A precise copy of the data is required, with every picture left out.

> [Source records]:

# # # # # # #

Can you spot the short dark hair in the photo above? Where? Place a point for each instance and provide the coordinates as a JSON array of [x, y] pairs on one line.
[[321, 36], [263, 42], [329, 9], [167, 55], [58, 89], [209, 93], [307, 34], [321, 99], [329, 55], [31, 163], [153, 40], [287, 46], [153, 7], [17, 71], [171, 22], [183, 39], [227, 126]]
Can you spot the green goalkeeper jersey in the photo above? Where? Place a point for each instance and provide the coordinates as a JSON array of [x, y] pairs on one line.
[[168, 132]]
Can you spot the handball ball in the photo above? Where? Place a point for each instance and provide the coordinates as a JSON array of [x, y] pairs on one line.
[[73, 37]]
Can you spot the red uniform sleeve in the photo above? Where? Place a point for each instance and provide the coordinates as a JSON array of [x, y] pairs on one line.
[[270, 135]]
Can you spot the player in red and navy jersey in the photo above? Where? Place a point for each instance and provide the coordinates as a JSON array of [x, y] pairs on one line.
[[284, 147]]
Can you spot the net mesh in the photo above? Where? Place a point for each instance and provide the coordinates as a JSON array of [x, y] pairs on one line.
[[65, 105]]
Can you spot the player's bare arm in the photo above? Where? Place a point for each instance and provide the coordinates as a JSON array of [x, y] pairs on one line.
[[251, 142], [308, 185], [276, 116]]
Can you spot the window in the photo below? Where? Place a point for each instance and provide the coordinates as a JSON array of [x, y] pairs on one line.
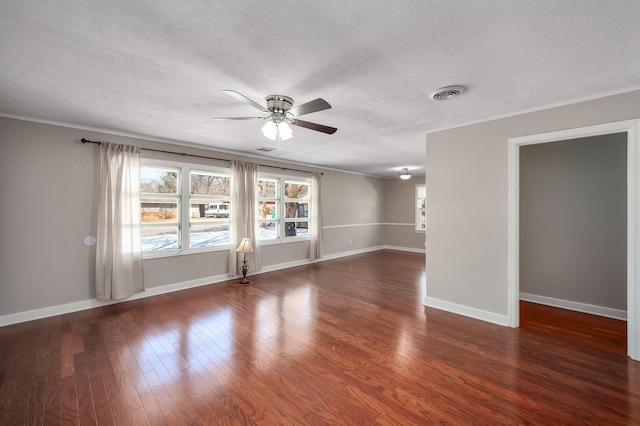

# # # # # # #

> [Your solution]:
Can you spot the short dark hair in the photo above? Where? Place a point for each instance and provide the coordinates as a JSON array of [x, y] pairs on one line.
[[321, 36], [263, 42], [329, 9], [167, 55], [58, 89], [209, 93], [307, 34], [321, 99], [329, 55], [31, 163], [153, 40], [287, 46], [153, 7], [17, 71], [171, 22], [183, 39], [227, 126]]
Can you spot the green goalkeeper jersey in the photo above? Where? Place a point for each instance and provide the coordinates as a JSON array of [x, y] pairs on one line.
[[168, 132]]
Can you spot the handball ball in the photo above? Where? Place a point for each instance and provide the coordinates as a JSON array of [x, y] pairs on one line.
[[73, 37]]
Can you spot the red uniform sleeve in the photo above? Where? Place a point for each instance and provide the coordinates as a JSON array of [x, y] pairs on one line.
[[270, 135]]
Can you spot the player in red and navy jersey in the photo above? Where? Place a point for each instance and provide the coordinates as a JSON array of [x, y] pairs on one line.
[[284, 147]]
Can you spot the net mesh in the photo above? Where? Place a point for each instance and provide the coordinates as a JSON array of [x, y] pairs on one line.
[[65, 105]]
Can you spot the player's bare arm in the photo above? Where? Place a point for each instance and provide the coordinates as a JSON array of [x, y] pairs on one line.
[[251, 142], [308, 185], [276, 116]]
Can you spot the window in the photo below? Where? Place a point for each instance and provide the coordinates as a JSON array of [x, y] pairs on one line.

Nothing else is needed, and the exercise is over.